아래 자료에서 "window"라는 단어가 들어 있는 줄을 모두 모아 그대로 옮겨 적으시오.
-- -- --
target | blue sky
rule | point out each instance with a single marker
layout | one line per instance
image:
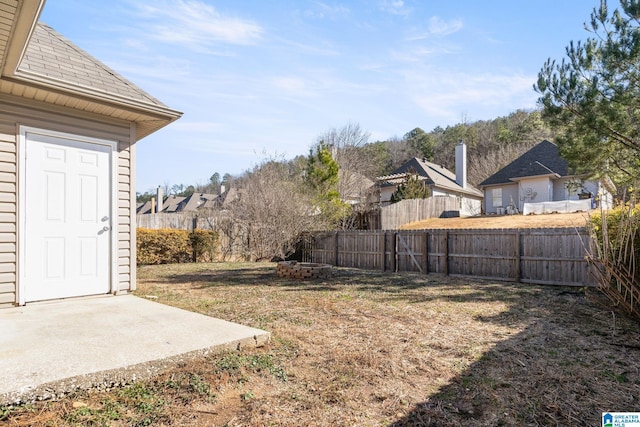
(257, 77)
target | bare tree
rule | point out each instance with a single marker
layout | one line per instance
(270, 211)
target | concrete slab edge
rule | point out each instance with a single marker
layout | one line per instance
(106, 380)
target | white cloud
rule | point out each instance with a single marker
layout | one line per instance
(323, 10)
(440, 27)
(395, 7)
(446, 95)
(194, 24)
(437, 27)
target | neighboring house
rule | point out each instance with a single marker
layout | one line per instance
(440, 181)
(538, 177)
(172, 204)
(68, 128)
(354, 187)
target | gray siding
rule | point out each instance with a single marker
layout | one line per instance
(15, 112)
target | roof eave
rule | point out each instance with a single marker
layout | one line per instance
(157, 116)
(24, 23)
(129, 104)
(545, 175)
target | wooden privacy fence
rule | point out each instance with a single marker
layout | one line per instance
(395, 215)
(541, 256)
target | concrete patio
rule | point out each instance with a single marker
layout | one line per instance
(50, 349)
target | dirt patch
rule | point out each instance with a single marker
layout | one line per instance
(372, 349)
(504, 221)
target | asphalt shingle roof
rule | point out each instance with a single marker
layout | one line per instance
(542, 159)
(51, 56)
(435, 175)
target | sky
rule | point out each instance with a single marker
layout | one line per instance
(258, 79)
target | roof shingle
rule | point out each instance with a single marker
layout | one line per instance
(52, 56)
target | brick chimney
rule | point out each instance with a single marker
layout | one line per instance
(160, 195)
(461, 164)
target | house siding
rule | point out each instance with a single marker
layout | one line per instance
(535, 190)
(16, 112)
(509, 194)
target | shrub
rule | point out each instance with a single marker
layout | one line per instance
(203, 244)
(616, 256)
(163, 246)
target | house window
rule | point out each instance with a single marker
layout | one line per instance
(496, 197)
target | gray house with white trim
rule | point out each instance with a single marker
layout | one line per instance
(542, 176)
(68, 128)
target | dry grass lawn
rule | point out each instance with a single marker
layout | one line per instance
(372, 349)
(504, 221)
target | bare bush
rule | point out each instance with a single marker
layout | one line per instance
(615, 255)
(270, 212)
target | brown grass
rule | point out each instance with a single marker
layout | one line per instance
(372, 349)
(578, 219)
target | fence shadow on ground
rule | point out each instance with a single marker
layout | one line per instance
(558, 370)
(569, 358)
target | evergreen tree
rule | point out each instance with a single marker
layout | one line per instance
(592, 96)
(412, 188)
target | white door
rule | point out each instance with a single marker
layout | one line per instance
(67, 224)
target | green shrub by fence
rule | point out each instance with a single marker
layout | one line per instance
(167, 246)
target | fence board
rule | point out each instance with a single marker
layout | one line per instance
(545, 256)
(393, 216)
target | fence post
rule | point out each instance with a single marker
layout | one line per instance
(384, 251)
(446, 253)
(425, 250)
(518, 255)
(394, 252)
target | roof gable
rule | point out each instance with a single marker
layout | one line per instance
(51, 56)
(37, 63)
(542, 159)
(435, 175)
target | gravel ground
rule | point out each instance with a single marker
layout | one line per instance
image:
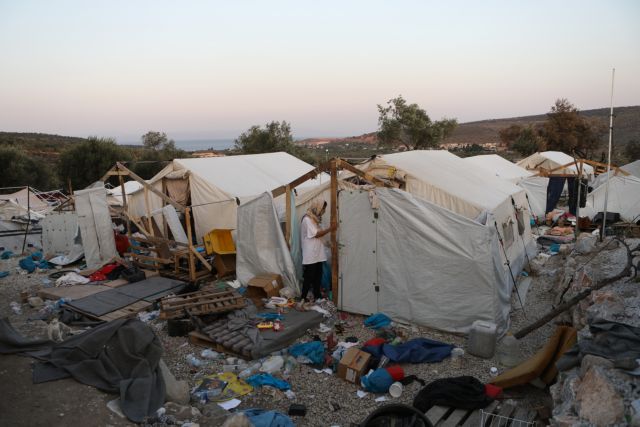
(317, 390)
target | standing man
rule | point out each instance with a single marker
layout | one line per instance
(313, 251)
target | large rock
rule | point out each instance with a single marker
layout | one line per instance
(597, 401)
(175, 391)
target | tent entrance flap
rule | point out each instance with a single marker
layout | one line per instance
(357, 237)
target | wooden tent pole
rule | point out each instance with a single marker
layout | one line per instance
(334, 231)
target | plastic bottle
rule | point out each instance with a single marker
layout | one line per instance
(209, 354)
(272, 364)
(509, 351)
(194, 361)
(456, 357)
(15, 307)
(246, 373)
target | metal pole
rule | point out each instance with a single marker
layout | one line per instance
(606, 190)
(26, 230)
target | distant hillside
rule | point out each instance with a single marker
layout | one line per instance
(626, 128)
(38, 144)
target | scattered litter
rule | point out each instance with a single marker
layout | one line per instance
(230, 404)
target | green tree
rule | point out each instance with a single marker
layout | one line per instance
(527, 142)
(408, 125)
(87, 162)
(566, 130)
(158, 150)
(19, 169)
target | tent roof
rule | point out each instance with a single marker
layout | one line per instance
(248, 175)
(451, 174)
(550, 160)
(499, 166)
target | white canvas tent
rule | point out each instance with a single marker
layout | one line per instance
(624, 198)
(552, 160)
(217, 185)
(452, 213)
(534, 186)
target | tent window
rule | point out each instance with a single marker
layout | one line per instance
(507, 233)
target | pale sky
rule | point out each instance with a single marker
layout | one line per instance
(212, 69)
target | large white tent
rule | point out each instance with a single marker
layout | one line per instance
(217, 185)
(450, 217)
(535, 186)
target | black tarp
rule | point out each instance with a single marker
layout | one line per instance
(118, 357)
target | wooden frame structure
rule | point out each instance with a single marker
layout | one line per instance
(160, 244)
(332, 166)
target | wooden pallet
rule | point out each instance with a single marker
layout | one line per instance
(205, 301)
(495, 415)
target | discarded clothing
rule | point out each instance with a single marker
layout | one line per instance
(378, 381)
(71, 279)
(377, 321)
(611, 340)
(417, 350)
(313, 350)
(118, 357)
(264, 418)
(259, 380)
(459, 392)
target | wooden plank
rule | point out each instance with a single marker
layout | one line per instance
(334, 232)
(437, 413)
(505, 411)
(73, 292)
(475, 418)
(454, 418)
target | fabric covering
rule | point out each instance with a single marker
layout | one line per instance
(259, 380)
(611, 340)
(264, 418)
(260, 244)
(313, 350)
(417, 350)
(94, 221)
(459, 392)
(120, 357)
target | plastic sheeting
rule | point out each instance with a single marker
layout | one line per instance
(433, 267)
(260, 245)
(95, 226)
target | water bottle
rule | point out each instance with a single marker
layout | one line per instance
(15, 307)
(209, 354)
(194, 361)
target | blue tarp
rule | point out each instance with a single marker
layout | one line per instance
(313, 350)
(417, 350)
(259, 380)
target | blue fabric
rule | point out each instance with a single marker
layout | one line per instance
(417, 350)
(271, 316)
(27, 264)
(264, 418)
(313, 350)
(259, 380)
(377, 321)
(378, 381)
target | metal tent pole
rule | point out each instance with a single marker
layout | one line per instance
(606, 190)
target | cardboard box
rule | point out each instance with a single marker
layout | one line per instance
(353, 365)
(263, 286)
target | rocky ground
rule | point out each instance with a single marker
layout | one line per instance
(65, 402)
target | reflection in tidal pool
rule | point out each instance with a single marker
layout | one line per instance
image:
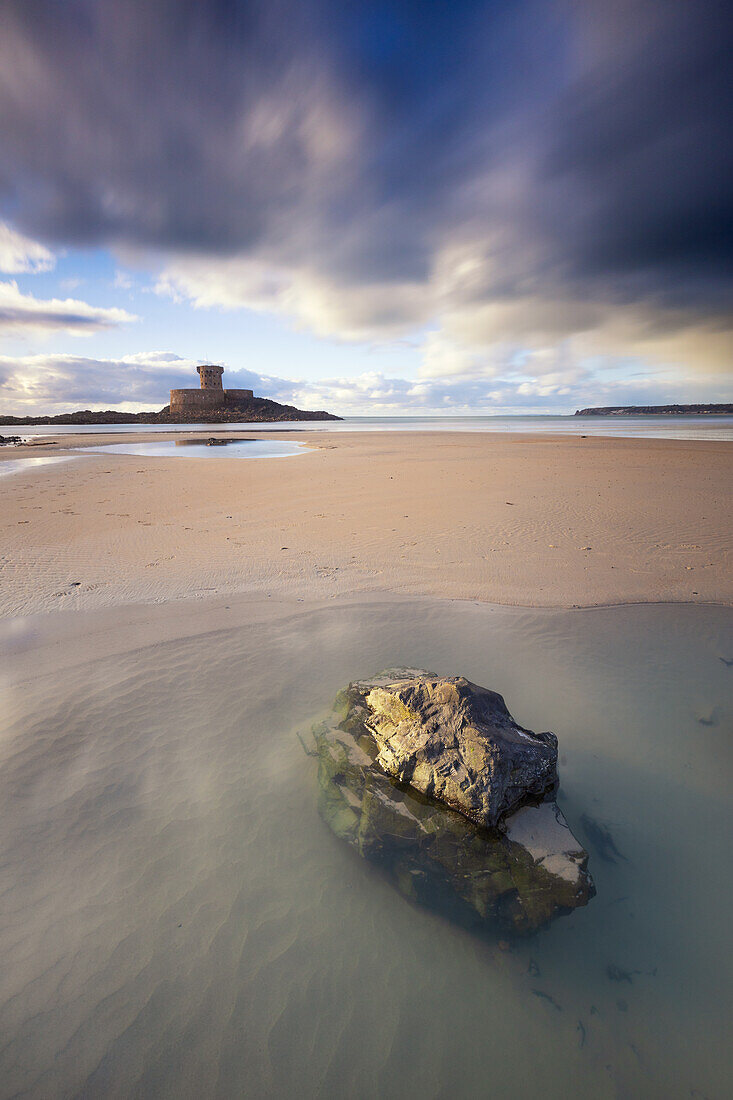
-- -- --
예상 답안 —
target | house window
target | tent window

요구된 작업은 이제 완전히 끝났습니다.